* To do: Extract and reproduce verbatim the lines from the one containing "sand appears on the display." through the one containing "[28,0,1456,156]", including both of those lines.

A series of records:
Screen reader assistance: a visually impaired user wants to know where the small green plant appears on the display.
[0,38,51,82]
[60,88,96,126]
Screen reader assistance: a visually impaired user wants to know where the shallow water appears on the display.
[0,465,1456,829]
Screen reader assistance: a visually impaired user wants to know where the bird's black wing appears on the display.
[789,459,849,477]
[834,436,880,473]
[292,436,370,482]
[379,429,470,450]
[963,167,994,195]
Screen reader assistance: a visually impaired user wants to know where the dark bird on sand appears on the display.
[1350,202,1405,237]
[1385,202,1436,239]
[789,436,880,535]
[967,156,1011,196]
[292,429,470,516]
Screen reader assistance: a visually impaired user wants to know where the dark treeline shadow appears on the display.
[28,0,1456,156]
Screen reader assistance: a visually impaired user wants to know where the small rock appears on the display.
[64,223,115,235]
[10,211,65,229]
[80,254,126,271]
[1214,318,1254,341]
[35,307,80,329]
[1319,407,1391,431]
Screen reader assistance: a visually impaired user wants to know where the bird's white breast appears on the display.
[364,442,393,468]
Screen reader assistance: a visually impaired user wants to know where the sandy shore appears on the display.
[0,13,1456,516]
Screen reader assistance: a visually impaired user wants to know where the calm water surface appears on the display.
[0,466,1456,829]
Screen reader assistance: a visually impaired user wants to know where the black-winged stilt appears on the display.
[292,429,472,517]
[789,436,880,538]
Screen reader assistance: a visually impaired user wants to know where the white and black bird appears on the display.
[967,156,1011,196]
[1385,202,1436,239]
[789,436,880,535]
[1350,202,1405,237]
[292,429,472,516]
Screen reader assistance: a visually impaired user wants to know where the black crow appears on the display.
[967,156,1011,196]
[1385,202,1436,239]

* The completed task:
Screen reader assistance: a visually impaired user wants to know where the dark bird on sand appears on the display.
[1350,202,1405,237]
[1385,202,1436,239]
[789,436,880,535]
[967,156,1011,196]
[292,429,470,516]
Screen reader assistance: a visually impaired user wants to know where the dark treeline shadow appears on the display.
[28,0,1456,156]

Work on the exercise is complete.